Text extract:
+ + + + + + +

The **select()** function is your gateway to focused data analysis by allowing you to choose which columns to keep in your dataset. Think of it as your data's spotlight - highlighting only the information that matters for your specific analysis.

### What You'll Learn:
- **Column Selection Techniques**: Multiple ways to specify which columns you want
- **Pattern Matching**: Using helper functions to select columns by name patterns
- **Exclusion Methods**: How to keep everything except certain columns
- **Performance Benefits**: Why selecting fewer columns makes your analysis faster

### Business Context:
In real-world datasets, you often work with tables containing dozens or even hundreds of columns. Not all columns are relevant for every analysis. For example:
- **Sales Analysis**: You might only need CustomerName, Product, Price, and Region
- **Financial Reporting**: Focus on revenue-related columns and dates
- **Customer Analytics**: Select demographic and behavioral columns only

### Common select() patterns:
- `select(col1, col2, col3)`: Select specific columns by name
- `select(col1:col5)`: Select a range of consecutive columns
- `select(-col1, -col2)`: Select everything EXCEPT specified columns
- `select(starts_with("prefix"))`: Select columns starting with specific text
- `select(ends_with("suffix"))`: Select columns ending with specific text
- `select(contains("text"))`: Select columns containing specific text anywhere in the name

### Why is select() essential for data analysts?

+ + + + + + +

Material supplied:
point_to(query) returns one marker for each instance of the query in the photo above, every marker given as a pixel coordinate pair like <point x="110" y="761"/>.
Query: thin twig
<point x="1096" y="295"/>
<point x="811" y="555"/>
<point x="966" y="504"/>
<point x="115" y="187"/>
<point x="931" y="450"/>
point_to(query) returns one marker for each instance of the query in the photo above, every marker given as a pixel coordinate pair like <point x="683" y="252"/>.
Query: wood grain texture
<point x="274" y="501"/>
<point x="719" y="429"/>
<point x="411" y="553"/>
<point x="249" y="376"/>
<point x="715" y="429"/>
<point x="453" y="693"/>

+ + + + + + +

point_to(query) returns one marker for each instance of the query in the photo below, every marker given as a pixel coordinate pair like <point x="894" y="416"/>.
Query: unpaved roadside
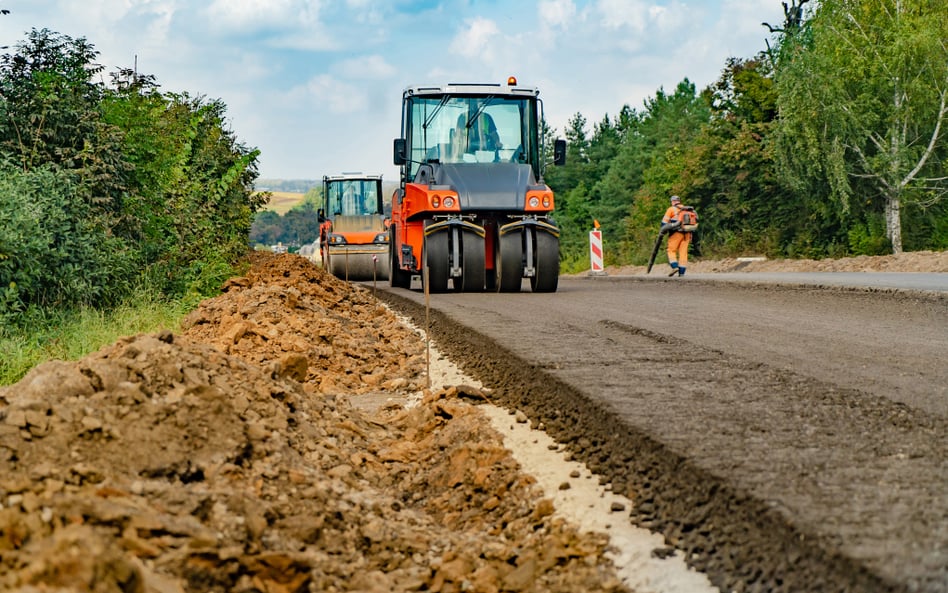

+ + + + + + +

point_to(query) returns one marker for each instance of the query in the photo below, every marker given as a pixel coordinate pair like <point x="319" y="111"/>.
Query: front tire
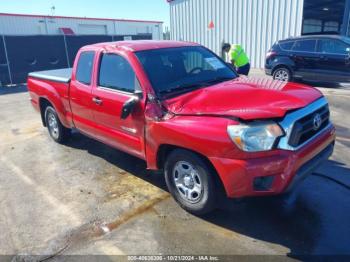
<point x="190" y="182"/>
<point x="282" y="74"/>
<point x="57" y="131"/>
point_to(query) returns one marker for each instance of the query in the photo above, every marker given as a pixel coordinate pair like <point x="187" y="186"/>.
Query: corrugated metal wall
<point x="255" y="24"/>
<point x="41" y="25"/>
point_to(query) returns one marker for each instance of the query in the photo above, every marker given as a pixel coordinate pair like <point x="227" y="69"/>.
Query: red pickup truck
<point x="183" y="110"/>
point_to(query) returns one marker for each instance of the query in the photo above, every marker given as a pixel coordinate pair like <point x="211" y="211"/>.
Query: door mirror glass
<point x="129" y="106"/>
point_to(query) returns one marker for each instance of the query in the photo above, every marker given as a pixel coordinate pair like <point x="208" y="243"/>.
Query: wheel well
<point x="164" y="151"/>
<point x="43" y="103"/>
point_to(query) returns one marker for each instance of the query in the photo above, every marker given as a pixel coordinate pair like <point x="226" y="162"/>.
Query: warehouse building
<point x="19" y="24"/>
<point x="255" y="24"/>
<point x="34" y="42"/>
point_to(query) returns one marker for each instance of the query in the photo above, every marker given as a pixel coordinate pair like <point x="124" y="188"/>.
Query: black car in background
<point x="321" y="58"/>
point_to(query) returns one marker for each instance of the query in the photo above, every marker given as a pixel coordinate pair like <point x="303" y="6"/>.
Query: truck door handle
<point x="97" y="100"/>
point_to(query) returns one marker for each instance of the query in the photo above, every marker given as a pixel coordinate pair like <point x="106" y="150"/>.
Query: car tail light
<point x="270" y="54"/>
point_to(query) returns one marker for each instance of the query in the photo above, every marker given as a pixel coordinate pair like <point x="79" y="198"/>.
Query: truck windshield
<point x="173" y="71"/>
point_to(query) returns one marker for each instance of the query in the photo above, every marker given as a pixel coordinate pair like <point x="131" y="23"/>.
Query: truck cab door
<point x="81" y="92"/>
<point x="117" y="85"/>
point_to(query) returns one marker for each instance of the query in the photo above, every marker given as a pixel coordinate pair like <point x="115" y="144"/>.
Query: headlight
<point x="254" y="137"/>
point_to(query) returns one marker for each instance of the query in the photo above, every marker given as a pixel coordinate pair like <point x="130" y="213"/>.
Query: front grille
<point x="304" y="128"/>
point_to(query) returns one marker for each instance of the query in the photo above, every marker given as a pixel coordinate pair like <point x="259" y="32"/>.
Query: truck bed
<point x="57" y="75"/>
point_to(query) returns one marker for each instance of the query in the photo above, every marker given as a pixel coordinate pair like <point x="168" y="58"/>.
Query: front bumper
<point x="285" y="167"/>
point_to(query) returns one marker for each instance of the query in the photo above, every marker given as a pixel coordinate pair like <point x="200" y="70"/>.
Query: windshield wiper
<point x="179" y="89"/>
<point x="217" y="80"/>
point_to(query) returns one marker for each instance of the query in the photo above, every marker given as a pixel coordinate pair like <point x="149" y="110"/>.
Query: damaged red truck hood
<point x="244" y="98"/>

+ + + + + + +

Directive A: Below the select() guide and the records, write out a passage from the guide word for word. Begin at the words "### Common select()" and end after "for data analysts?".
Directive B:
Answer these questions using the select() guide above the records:
(i) Which columns might a sales analysis need?
(ii) Which select() pattern keeps everything except the specified columns?
(iii) According to the list of what you'll learn, what does selecting fewer columns do to your analysis?

Task response A:
### Common select() patterns:
- `select(col1, col2, col3)`: Select specific columns by name
- `select(col1:col5)`: Select a range of consecutive columns
- `select(-col1, -col2)`: Select everything EXCEPT specified columns
- `select(starts_with("prefix"))`: Select columns starting with specific text
- `select(ends_with("suffix"))`: Select columns ending with specific text
- `select(contains("text"))`: Select columns containing specific text anywhere in the name

### Why is select() essential for data analysts?

Task response B:
(i) CustomerName, Product, Price, and Region
(ii) `select(-col1, -col2)`
(iii) It makes your analysis faster.